Data items
+===+

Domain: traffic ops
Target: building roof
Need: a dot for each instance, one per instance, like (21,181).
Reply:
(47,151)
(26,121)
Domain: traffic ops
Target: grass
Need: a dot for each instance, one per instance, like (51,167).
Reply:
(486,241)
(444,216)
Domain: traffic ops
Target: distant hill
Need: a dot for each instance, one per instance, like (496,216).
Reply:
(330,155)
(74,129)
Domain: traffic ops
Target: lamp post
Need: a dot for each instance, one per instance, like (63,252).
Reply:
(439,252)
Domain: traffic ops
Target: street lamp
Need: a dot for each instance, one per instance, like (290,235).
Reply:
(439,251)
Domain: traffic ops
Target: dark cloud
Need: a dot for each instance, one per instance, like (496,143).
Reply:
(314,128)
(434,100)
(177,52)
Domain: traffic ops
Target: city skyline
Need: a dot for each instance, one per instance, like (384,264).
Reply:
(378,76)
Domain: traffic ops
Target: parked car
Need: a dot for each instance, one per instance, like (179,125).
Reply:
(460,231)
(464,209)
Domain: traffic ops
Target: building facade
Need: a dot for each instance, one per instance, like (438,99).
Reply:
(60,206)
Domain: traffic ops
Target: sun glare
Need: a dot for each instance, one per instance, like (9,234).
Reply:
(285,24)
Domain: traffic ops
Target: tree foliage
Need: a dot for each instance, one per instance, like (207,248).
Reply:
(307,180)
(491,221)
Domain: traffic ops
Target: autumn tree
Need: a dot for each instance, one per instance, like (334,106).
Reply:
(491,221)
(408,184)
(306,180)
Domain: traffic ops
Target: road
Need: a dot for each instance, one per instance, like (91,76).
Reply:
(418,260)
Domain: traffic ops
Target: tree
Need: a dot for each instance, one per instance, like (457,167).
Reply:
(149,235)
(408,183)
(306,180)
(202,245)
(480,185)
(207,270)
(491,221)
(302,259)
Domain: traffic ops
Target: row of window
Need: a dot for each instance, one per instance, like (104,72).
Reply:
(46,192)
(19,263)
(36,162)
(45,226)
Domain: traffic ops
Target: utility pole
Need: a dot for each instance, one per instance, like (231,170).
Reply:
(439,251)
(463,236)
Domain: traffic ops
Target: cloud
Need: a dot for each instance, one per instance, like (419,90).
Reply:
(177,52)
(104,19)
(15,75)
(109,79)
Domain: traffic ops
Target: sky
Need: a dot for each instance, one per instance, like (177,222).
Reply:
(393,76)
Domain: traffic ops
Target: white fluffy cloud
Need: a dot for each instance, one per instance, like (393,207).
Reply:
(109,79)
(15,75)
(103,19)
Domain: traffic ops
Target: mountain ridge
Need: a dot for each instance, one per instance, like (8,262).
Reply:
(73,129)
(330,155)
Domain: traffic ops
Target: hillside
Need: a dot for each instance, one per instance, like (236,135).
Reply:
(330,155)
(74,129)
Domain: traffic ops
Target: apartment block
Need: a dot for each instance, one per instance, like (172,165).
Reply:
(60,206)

+===+

Written instruction →
Your task is to repeat every line exactly.

Finished task →
Domain: traffic ops
Target: building roof
Need: a dot for each instance, one per instance, like (21,181).
Reply:
(47,151)
(26,121)
Domain: traffic ops
Target: grass
Need: a dot for each instance, one per instance, like (51,167).
Reply:
(486,241)
(444,216)
Domain: traffic ops
Target: distant hill
Need: a dot for each instance, one per instance, like (496,216).
Reply:
(330,155)
(74,129)
Domain: traffic ops
Target: lamp post
Need: a dot for each instance, one per instance, like (63,252).
Reply:
(439,252)
Domain: traffic ops
Target: street lamp
Need: a dot for each instance, one per instance, like (290,235).
Reply:
(439,251)
Domain: traffic ops
Target: dark cloud
Need: a dot for each instance, one per instance, like (496,143).
Reply:
(314,128)
(434,100)
(177,52)
Domain: traffic ops
Target: city skyline
Need: a dot for each instance, one per instance, like (384,264).
Reply:
(378,76)
Domain: traffic ops
Target: parked car
Need: a dot for each instance, one per instance, like (179,125).
Reply:
(460,231)
(464,209)
Domain: traffic ops
Target: building facade
Need: a dot for each instance, one per instance, like (438,99).
Reply:
(60,206)
Domain: traffic ops
Target: sun glare
Need: a dot for each instance, one per instance, like (9,234).
Reply:
(285,24)
Domain: traffic ops
Target: tree foliage
Need: a dot for each instance, one per instance, like (207,248).
Reply:
(307,180)
(491,221)
Domain: traffic ops
Target: autumn tree
Need: a dot for each instance, one per instance, like (334,106).
Reply:
(491,221)
(408,184)
(306,180)
Domain: traffic ops
Target: road
Need: a dot for each instance, one per instance, like (91,76).
Reply:
(418,260)
Domain: traffic ops
Target: tree
Need: a dot for each instance, one per instance, like (457,167).
Reply:
(149,235)
(408,183)
(306,180)
(202,245)
(480,185)
(207,270)
(491,221)
(302,259)
Domain: traffic ops
Target: row of window
Need: a dot for each instance, one per instance, like (104,72).
Reply:
(46,192)
(19,263)
(36,162)
(45,226)
Domain: traffic ops
Target: utility pole
Need: a dot for each instance, one per instance, like (231,170).
Reply:
(439,251)
(463,236)
Domain: traffic ops
Target: cloud
Need: a dot for each instance, one per instance, like (419,90).
Reply:
(177,52)
(104,19)
(15,75)
(109,79)
Domain: traffic ops
Target: sky
Need: a dot for each instance, one per instance, like (177,222).
Reply:
(393,76)
Domain: traffic ops
Target: white fluffy cloud
Need: a dot for each instance, one per instance, like (393,207).
Reply:
(109,79)
(15,75)
(103,19)
Domain: traffic ops
Target: mountain ridge
Need: a dot for each instance, one per instance, like (8,262).
Reply:
(73,129)
(330,155)
Domain: traffic ops
Target: hillside
Need: a dot for each instance, one per instance, like (236,135).
Reply:
(330,155)
(74,129)
Domain: traffic ops
Target: apartment block
Need: a dot for each instance, one per instance, like (172,165).
Reply:
(60,206)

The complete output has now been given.